SOURCE MATERIAL ::
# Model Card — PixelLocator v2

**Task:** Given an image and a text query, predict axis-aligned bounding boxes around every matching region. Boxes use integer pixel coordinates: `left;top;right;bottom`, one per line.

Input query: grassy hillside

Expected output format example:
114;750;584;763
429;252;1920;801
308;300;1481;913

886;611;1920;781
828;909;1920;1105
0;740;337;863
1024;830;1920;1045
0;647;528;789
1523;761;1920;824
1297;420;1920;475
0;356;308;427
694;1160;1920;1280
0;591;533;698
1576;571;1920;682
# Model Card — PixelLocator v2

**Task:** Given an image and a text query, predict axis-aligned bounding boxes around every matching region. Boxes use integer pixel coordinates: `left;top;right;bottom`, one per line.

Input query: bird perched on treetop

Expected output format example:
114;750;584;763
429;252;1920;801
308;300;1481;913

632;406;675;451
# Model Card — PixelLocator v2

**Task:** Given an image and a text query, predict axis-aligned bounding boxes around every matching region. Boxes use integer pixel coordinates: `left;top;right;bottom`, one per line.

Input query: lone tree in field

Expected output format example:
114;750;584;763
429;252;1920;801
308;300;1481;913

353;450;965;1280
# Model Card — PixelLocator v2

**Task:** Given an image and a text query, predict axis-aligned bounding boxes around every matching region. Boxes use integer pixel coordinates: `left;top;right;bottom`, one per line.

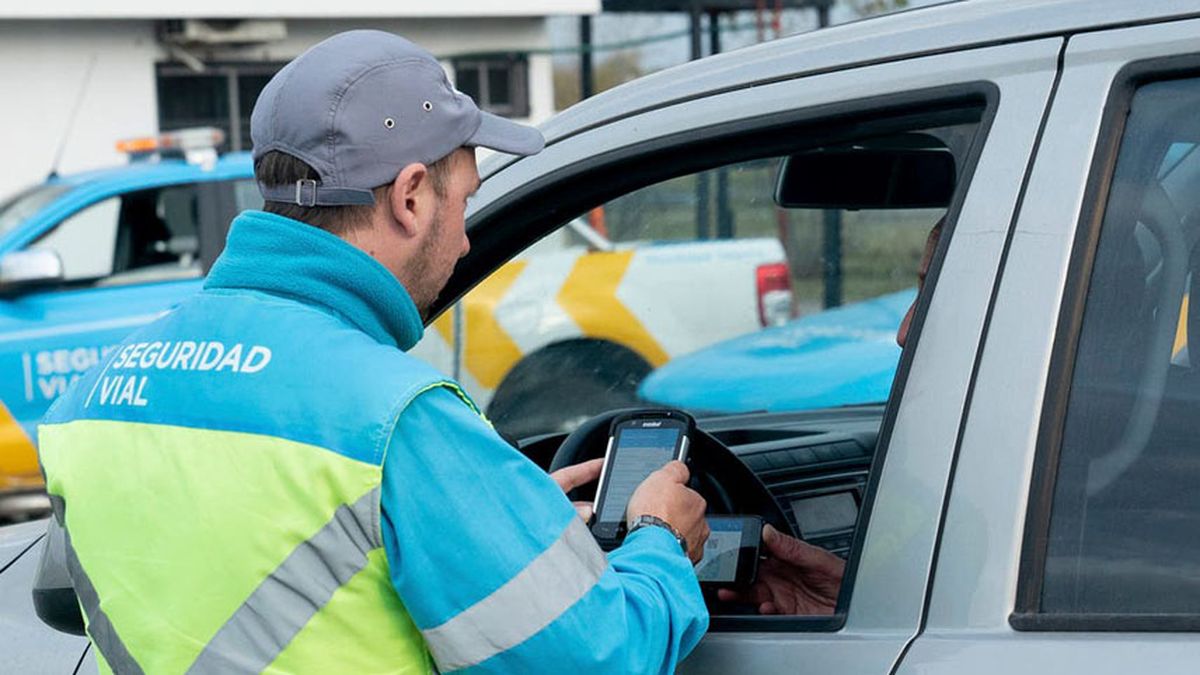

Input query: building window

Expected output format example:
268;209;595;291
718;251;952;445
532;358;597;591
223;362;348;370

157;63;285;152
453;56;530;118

YOUR INSTRUCTIONS :: All of the entries above are to be transcribed word for word, with no pictures included.

TASK ANSWER ::
# Model Card — PixelLocator v2

**Task:** Given an image and a text query, predict axis-aligned bounding boxes around every matching region. Boxes use integer pixel coordinates: `left;top;right;bottom`, one per line.

Input query: grassy hillside

Expected output format example:
114;750;584;763
429;252;1920;801
308;300;1481;913

886;611;1920;781
828;909;1920;1105
0;740;337;863
1024;830;1920;1045
0;647;528;789
1523;761;1920;824
1297;420;1920;475
0;356;308;427
694;1160;1920;1280
0;591;533;698
1576;571;1920;682
# Model Card — PixelLocator v2

**Task:** Given an image and a text query, predict axis-aligned bounding boxes around every matching region. Boxes use integer pixel coordinates: `left;top;right;bottom`, one per line.

Input query: bird perched on treetop

Expected output format example:
114;750;584;763
429;252;1920;801
308;300;1481;913

632;406;675;451
# Model Card — PixelLocator v2

**Task:** Given an image and a text query, predict axis-aligned bounding boxes around every matching region. Boxes use integer pixel coordinates: `left;top;right;bottom`, one per line.

Input query: lone tree in field

Expected output format example:
114;750;584;763
429;252;1920;801
308;300;1481;913

353;450;965;1280
# Model Card — PixelLocator v2

**Task:** Given an image and a text query, predict axis-aligned bounding boxes around every matching region. Boxes use integer pixel coordinates: `left;top;right;bottom`, one per line.


Input query: building window

Expected output format example:
268;209;595;291
718;251;952;445
532;358;597;591
223;362;348;370

157;63;285;152
453;56;530;118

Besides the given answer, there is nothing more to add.